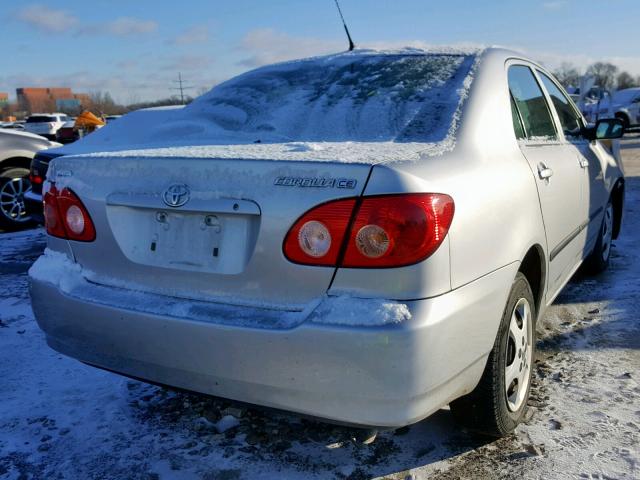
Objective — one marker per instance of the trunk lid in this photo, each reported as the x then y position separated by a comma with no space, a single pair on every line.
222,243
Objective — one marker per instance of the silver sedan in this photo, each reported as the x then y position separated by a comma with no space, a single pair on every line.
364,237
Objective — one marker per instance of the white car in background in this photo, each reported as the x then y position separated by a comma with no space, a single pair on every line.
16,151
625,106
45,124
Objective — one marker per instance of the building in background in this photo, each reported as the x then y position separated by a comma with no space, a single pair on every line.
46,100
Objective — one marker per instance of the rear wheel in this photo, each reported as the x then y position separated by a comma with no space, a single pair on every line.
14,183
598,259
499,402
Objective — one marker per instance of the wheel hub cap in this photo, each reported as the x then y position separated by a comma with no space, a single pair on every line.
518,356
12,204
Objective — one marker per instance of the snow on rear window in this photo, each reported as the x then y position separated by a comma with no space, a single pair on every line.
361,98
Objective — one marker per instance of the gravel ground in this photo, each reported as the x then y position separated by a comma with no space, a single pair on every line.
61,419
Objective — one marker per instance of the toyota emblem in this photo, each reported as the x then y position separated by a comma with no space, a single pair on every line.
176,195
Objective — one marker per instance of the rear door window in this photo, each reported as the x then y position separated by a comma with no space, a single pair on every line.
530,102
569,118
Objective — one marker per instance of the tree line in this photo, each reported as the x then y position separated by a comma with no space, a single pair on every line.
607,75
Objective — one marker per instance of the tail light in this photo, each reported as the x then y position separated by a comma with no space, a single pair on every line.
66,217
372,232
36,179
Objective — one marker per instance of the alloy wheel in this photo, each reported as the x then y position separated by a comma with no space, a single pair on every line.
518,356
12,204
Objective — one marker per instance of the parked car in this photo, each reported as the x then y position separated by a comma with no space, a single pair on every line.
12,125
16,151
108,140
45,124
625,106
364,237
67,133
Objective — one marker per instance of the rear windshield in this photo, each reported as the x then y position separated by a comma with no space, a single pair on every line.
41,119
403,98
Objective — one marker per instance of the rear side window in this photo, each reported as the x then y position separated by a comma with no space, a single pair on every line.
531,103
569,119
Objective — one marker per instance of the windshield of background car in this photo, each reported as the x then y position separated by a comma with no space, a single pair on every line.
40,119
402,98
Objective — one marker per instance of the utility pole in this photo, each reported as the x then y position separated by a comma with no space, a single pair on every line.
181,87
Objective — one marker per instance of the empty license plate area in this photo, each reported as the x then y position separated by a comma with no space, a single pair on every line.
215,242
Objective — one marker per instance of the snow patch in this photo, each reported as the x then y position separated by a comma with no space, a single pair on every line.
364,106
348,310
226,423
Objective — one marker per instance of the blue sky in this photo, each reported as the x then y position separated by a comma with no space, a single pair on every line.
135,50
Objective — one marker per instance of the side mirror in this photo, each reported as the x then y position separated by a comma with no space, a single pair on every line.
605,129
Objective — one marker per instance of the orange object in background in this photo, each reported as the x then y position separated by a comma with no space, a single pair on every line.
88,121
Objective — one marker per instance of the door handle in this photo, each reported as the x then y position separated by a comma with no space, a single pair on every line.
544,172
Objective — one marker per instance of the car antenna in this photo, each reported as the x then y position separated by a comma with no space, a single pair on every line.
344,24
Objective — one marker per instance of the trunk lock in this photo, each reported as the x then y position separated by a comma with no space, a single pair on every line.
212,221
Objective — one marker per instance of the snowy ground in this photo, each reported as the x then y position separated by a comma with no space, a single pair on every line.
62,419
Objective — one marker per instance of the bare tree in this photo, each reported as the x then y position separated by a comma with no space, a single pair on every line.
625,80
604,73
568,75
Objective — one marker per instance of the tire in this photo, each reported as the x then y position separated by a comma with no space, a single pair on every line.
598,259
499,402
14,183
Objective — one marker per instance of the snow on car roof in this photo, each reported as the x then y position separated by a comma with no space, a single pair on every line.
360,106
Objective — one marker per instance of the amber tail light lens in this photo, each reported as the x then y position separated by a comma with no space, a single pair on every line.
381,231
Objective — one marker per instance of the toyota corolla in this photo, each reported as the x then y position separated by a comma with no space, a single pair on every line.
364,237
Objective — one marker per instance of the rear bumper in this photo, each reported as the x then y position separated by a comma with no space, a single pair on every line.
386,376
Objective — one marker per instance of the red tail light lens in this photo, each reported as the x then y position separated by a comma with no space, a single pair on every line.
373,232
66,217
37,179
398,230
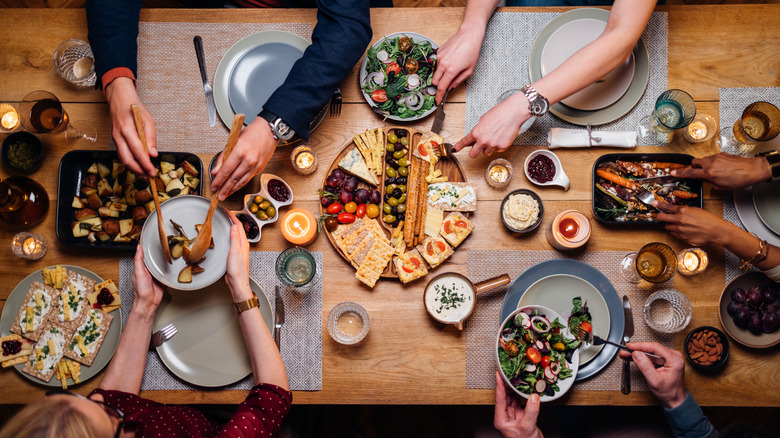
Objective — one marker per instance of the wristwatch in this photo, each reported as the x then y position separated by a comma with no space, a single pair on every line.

# # # #

## Direction
Rewrite all of the data above, swapping every "in this photo" for "in this image" and leaving everything else unchanged. Omit the pictures from your answer.

## Exercise result
Objective — one marker per instance of the trunk lid in this image, each reported as the x then y position separated by a comma with no space, a single pair on every line.
222,243
Objective — one marker per instance of the silver sedan in this image, each reported as the x then y position separated by a comma with no space, a single pair on every line.
364,237
Objective — one marker per instance of the white car in background in this image, each reported as the x then y position separated by a comma with no space, a single pair on every line.
16,151
625,106
45,124
Objective — one marker per instance of the building in background in this image, each reported as the x then y position separated by a comma with no space, a single pair on every line.
46,100
Objective — one marker per instance of the rear wheel in this image, each reported as the x then y position separated by a comma with no space, a single pair on every line.
14,183
598,259
499,402
Objective — one marker per instance of the wheel hub cap in this image, each reported as the x then y position separated by a comma with no space, a single pair on every line.
518,356
12,204
Objective — one marker per instance of the snow on rear window in this image, each reported as the x then y position separated by a comma with no space, a single pair on every line.
361,98
Objective — one marker per instance of the gravel ground in this image, each reported as the x then y position separated by a comma with no space, a single pair on every line.
61,419
Objective — one marker per instance of the toyota emblem in this image, each reported as the x then y position separated by a comma with no space, a single pair on every line.
176,195
Objective — one marker per instance of the rear door window in this image, each reported as the x then y position separated by a comma with no space, a single pair on every line.
530,102
569,118
Objective — one marker per instance of the tree line in this image, each reported as the x then y position separated by a comma with no space, a single pair on every line.
607,75
Objective — one marker per instance of the tail light in this image, each reported as the x then y position separated by a comma with no space, a single pair on every line.
66,217
372,232
36,179
Objective — one marker per instance of the alloy wheel in this image, each reported as the x then y position separated by a comma with no space, a single pair on every line.
518,356
12,204
Objective — one marker per instance of the parked car in this image, each reported as the x then y position separated by a comma with no space, a single pair on every line.
12,125
16,151
108,140
45,124
625,106
364,237
67,133
Objective — one marker per instance of the rear windshield in this image, each reported as the x then y position separated by a comma with no space, a single pair on every line.
41,119
403,98
Objective — one marker per instance of the rear side window in this image, each reported as the x then y position separated by a comma with no space, a single pair on every line.
531,103
569,119
Objective — one marker per instance of the windshield of background car in this image, each reported as the x then y position separated by a comma with no space, a single pair on every line.
40,119
402,98
Objective — one marker per instance of the utility pole in this image, each reported as the x then y position separated by a comma with no space, a single pair on every line.
181,87
Objective — one marker per instance of the empty license plate area in this image, each reported as the x then y position separated by a comma with no space, a single pair on every line.
215,242
Objective — one marker per instance of the snow patch in this image, each reported as the x then y position separated by a comma with no space, a single pair on every line.
364,106
348,310
226,423
Objective — one marker per instance of the blue sky in this image, each reported as the x then y position separated by a comma with no space, a single pair on every line.
135,50
Objective — one marker per instance of the side mirror in this image, each reported as the x then y position separated by a comma with no space, a single pair on every line.
605,129
Objective — one marker per instance of the orange object in background in this image, each reported as the x then y position separated by a comma with no space, a single pair on every line.
88,121
Objective — one marker per instance of the door handle in this image, each reported as the x then y position separated by a comma with no space, a single pair on every line.
544,172
Objective — one marker per instance of the car antenna in this image, each reported as the x then y position separated by a comma with no space, a single pair on every line.
344,24
Objective — one marker per instance of the trunk lock in this image, each reported as the x then y position separated by a comma with no space, a single pair on every line.
212,221
Objective — one marker per instance of the snowy ground in this image, each reported as the x then y position separated by a comma with no space, a single pair on every line.
62,419
Objective — one marker per instance of the bare tree in this image, each reported as the x then y position separated by a comma with no space, a single pair on every line.
625,80
604,73
568,75
Objective — one marker per instance of the tire in this image, each reported as the x then y position separated by a comma with no space, a single pair on every line.
598,259
499,402
14,183
Objective — one marker per instance of the snow on car roof in this image, each reported as the x then y position separated by a comma with no space, a single pair on every line.
360,106
Objective — one marker per instance of the amber tail light lens in this image, each reported as the x then y position separated by a comma with no space, a single pair on every line.
381,231
Objective — one marker per instance of the toyota corolla in this image, each reported as the x then y position separated by a comma with no space, a single pair on every line.
364,237
Objective — one marker per instance of the rear bumper in this image, each reported as the x then y position separated by a comma with no space, a single pair on every line.
386,376
Objective — one marker per instance of the red tail light lens in this image, each reported as the x then y position separated by a comma with no space, a single pair on every line.
373,232
66,217
37,179
398,230
Objective — one marker per instance of the wristwatch in this image, each reported as the x then y position separated by a comma with no space, a single pair on every line.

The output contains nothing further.